| WORK ITEM |
Using the text on the Athanasian Creed, explain in one to three sentences why the text holds that the Creed's words are "for you."
#### TEXT SEGMENT ####
Holy Trinity clearly confesses this God. “The Father is God, the Son is God, and the Holy Spirit is God; and yet there are not three Gods but one God.” And “there is one Father, not three Fathers; one Son, not three Sons; one Holy Spirit, not three Holy Spirits.” The one God is at the same time Father, Son, and Holy Spirit, “neither confusing the persons, nor dividing the substance.” And here is the danger of Trinity Sunday. The repentance of Trinity Sunday. The danger is in the words of the Athanasian Creed.

They are good words, faithful words, confessing what the Scriptures teach. The Athanasian Creed is a gift. So, what’s the danger? Well, there’s two dangers, plus one. (Three dangers for three persons? Anyway…)

The first danger is to fool ourselves into thinking that if we understand all the words of this Creed (like “person”, “substance”, “unity”, “rational soul”), then we understand God, can wrap our mind around Him. Fit Him in a nice little box. Our right answers and knowledge then save us.

The next danger is to reject the words, not receive them as a gift. To either say we don’t need these words, at all, or to say, they aren’t for you. But they are for you because they lay out who God is and who He is for you in Jesus. Because Christ is, as Paul says (1 Cor 1:24), “the Power of God and the Wisdom God” for “in Him are hidden all the treasures of wisdom and knowledge,” as Paul says (Col 2:3). Jesus reveals Himself not just a “teacher come from God,” but as the eternal Son of the Father who dies for you and who sends the Spirit to you, so that you would believe this. We rejoice in the words of the Creed just like we rejoice in studying God’s Word because there you’re told again and again about your God who saves you.
#### INPUT DATA ####
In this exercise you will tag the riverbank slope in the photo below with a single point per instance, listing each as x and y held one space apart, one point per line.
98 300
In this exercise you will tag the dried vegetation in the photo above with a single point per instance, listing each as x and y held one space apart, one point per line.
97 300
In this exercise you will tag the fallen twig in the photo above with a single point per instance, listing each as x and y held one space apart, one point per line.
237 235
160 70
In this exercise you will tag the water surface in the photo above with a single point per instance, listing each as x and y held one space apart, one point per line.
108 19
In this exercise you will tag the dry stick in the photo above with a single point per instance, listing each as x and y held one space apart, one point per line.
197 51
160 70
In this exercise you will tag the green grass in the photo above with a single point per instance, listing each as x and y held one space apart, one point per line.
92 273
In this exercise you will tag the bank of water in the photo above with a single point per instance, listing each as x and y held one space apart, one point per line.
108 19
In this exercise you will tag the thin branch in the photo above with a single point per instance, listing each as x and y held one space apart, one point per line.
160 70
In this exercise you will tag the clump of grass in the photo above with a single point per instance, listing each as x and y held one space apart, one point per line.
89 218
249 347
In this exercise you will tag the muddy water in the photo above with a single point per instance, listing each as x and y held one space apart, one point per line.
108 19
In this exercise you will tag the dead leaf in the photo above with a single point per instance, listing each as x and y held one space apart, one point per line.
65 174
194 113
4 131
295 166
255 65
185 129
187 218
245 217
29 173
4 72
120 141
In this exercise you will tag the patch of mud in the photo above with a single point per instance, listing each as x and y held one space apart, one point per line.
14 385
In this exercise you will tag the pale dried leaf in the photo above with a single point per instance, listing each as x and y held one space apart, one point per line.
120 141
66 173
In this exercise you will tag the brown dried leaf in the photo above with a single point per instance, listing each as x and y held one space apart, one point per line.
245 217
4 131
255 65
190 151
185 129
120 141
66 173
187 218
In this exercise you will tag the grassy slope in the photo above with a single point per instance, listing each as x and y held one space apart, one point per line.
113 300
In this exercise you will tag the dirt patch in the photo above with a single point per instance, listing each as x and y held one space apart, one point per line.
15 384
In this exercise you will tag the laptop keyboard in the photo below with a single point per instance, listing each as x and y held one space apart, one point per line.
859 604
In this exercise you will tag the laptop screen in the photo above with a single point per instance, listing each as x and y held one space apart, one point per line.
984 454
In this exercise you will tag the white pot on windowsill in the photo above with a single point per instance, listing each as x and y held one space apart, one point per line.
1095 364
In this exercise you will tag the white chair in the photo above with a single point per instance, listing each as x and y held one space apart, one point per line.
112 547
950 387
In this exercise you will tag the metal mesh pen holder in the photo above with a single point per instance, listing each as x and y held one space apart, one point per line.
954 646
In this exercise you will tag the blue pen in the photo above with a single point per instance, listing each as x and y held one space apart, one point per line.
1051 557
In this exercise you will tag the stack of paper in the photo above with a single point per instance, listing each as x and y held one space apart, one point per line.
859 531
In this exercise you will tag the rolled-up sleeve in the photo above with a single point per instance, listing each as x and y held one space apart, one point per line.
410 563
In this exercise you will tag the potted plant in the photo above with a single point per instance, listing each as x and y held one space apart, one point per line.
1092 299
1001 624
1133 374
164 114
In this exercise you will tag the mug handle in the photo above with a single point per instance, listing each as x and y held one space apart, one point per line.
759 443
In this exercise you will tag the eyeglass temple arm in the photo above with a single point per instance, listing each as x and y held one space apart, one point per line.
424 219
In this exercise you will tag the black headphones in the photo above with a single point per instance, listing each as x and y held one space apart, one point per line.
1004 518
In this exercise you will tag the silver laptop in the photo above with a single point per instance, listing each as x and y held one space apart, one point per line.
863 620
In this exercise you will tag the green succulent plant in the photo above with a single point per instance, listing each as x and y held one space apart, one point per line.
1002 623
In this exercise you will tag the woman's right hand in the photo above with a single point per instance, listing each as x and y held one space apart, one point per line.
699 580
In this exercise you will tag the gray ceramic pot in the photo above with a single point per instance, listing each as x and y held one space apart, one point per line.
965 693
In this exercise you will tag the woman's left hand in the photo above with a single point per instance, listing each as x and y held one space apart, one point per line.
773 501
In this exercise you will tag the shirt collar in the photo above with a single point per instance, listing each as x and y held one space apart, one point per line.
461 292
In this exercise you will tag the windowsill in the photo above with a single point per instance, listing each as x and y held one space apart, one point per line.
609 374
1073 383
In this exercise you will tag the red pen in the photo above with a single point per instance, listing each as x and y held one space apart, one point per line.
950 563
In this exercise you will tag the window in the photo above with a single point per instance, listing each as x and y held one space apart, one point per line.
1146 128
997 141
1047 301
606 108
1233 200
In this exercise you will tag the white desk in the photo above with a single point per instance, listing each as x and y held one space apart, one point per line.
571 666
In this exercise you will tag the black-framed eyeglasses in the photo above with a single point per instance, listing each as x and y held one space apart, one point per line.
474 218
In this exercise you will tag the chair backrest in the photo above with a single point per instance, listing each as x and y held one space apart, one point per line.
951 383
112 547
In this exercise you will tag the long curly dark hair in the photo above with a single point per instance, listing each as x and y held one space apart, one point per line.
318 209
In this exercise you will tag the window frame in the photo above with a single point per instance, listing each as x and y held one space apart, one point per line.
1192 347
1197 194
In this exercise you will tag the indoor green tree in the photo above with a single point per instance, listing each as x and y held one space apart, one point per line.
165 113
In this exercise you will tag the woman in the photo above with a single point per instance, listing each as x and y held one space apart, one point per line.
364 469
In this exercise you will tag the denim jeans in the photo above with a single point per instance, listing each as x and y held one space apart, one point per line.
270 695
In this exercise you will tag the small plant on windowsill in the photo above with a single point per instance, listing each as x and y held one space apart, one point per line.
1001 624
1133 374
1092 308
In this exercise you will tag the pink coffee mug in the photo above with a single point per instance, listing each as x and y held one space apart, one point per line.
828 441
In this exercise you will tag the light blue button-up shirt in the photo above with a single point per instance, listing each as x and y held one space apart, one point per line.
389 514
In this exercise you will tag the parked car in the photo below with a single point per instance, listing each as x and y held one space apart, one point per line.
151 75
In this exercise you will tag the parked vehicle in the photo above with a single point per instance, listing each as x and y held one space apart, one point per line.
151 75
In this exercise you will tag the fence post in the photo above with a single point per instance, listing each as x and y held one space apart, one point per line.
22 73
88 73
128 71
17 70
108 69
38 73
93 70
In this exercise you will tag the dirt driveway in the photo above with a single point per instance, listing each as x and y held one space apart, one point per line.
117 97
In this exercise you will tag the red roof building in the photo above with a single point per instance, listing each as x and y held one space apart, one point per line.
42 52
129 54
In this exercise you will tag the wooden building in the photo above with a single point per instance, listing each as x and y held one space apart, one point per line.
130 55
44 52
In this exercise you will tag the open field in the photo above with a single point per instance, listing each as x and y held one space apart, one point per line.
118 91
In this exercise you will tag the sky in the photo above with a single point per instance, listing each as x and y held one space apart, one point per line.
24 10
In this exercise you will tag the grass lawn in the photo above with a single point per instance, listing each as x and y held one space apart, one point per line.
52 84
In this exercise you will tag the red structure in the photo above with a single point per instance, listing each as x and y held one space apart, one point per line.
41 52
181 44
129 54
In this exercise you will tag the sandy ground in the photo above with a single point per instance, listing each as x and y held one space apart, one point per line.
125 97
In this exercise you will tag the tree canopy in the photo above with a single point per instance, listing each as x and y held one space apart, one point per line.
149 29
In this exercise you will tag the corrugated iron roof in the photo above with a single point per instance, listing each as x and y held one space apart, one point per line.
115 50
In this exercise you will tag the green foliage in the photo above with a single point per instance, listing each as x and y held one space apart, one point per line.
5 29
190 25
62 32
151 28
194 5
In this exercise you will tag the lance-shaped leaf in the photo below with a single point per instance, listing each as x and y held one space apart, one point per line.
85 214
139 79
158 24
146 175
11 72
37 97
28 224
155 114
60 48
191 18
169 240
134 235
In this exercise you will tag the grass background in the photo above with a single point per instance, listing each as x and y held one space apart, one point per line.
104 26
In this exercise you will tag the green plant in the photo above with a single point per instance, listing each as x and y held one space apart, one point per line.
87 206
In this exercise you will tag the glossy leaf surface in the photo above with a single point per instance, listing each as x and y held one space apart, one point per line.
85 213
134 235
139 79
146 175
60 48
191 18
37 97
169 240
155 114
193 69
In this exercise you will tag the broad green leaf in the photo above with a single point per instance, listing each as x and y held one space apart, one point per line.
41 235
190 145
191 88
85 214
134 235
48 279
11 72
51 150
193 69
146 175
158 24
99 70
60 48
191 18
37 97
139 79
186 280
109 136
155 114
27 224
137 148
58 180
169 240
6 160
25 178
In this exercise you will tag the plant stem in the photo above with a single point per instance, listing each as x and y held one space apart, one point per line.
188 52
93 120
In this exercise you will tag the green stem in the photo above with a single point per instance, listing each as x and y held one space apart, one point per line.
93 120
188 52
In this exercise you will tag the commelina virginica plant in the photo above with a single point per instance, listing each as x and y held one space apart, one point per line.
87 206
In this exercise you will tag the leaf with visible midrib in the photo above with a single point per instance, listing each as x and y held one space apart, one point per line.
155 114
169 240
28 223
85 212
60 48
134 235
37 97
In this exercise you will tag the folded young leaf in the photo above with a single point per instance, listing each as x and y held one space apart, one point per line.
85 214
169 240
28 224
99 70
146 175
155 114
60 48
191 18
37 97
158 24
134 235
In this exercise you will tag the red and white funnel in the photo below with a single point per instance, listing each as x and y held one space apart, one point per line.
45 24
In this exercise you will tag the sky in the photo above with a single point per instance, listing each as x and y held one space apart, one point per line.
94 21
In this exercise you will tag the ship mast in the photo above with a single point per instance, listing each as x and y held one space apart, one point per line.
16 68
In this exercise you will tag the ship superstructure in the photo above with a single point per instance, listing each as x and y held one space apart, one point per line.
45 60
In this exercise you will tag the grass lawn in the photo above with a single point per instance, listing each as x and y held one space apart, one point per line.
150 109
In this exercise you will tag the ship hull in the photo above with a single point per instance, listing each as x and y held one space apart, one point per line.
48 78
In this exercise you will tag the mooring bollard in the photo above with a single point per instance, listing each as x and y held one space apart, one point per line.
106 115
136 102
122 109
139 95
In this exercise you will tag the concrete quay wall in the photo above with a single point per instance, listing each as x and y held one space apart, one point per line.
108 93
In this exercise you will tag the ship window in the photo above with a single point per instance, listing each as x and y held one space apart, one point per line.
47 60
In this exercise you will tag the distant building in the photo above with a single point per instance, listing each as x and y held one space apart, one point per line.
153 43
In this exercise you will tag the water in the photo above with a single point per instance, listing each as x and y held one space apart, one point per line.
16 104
####
| RESULT BELOW |
The Creed's words are for you because they lay out who God is and who He is for you in Jesus. The text adds that we rejoice in them, as in studying God's Word, because there you are told again and again about your God who saves you.